# Complete the following:
- a) Translate this sentence from the arms-talks transcript into French: "It makes no difference whether they are all on one boat or spread out on 50."
- b) Pick up the arms-talks transcript after its final line and continue the exchange between Brezhnev and Kissinger for several more turns.

-- START Excerpt --

Brezhnev: Well, do you want to ask me all your questions first, making it easier? Otherwise, you’ll start undressing me article by article.

(Brezhnev gestures as if stripping off his clothes.)

Kissinger: No, no. I’m not debating. My first question is that you say 2,400 for you and 2,200 for us. That means that at no time can we exceed these numbers after the end of 1977. My second question: You said there could be partial modernization of land-based missiles provided for under the agreement as under the interim agreement. How about sea-based missiles other than the 10 Tridents? We understand that only 10 Trident boats can be built, but what is the coverage of other boats?

Brezhnev: Well, we will be guided by the principle established in this regard—until 1977, building the submarines we are allowed and installing the same rockets we are building already. You will install new missiles on your Trident and we will install new missiles on our new boat. But, it’s hard to say now how many rockets will be installed on your Trident or the Typhoon in our case. But, speaking informally, and being frank, my personal estimate is that the number of missiles on our Typhoon will be less than the number on the Trident.

Kissinger: We know how many we will have—24.

Brezhnev: Again, informally, we will not have as many on our Typhoons. Although I said that I was mentioning this informally I don’t rule out absolutely the possibility of an equal number of missiles on the Typhoon, but, in no event will there be more.

Kissinger: It counts against the total so it does not matter.

Brezhnev: Of course. Equally, it doesn’t worry us. You can have 26 if you like. Any way, the old agreement says we have 950 missiles until 1977. It makes no difference whether they are all on one boat or spread out on 50.

Kissinger: That’s right.

-- END Excerpt --
-- START Stored data --

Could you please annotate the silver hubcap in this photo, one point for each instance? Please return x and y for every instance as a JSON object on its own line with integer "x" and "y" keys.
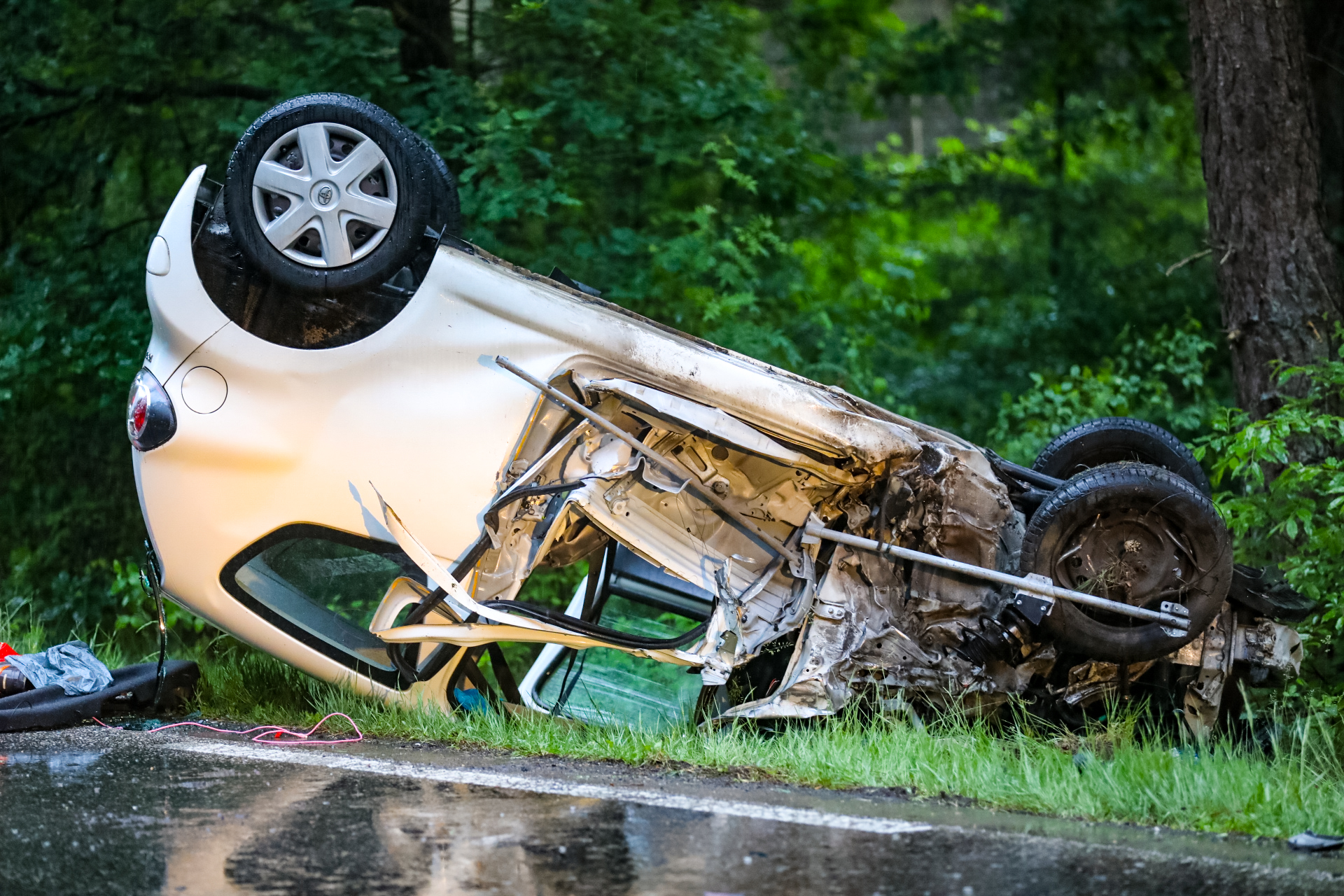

-- END Stored data --

# Written answers:
- a) Cela ne fait aucune différence qu'ils soient tous sur un seul bateau ou répartis sur 50.

- b)
Brezhnev: Obviously, you will scrap part of your old submarines and so will we. You’ll say: What the hell!

Kissinger: But then, there’s a question: If one scraps old submarines can one replace them with submarines of a comparable type?

Brezhnev: Practically, that’s out of the question.

[Page 267]

Kissinger: Why?

Brezhnev: Because they’re not up to the mark in terms of their size. They’re morally obsolete.

Kissinger: Morally?

Brezhnev: Morally, although it is true you are installing MIRVs on your Poseidon, the agreement stipulates nothing on missiles for that boat, and I, of course, have nothing new to add to a treaty which I have already signed.

Kissinger: As I understand it, each side is free to compose a force up to 2,400.

Brezhnev: Yes.

Kissinger: But, if you can’t build new silos and if you can’t replace old submarines, you have not got a choice. I am not arguing; I am trying to understand.

Brezhnev: Dr. Kissinger . . .

Kissinger: I’m not debating; I am trying to understand.

Brezhnev: To be absolutely frank, let me explain why we want our total number at 2,400 and yours at 2,200. You will realize that unless we set those levels we will have to scrap a certain number of our land-based missiles.

Kissinger: I understand that.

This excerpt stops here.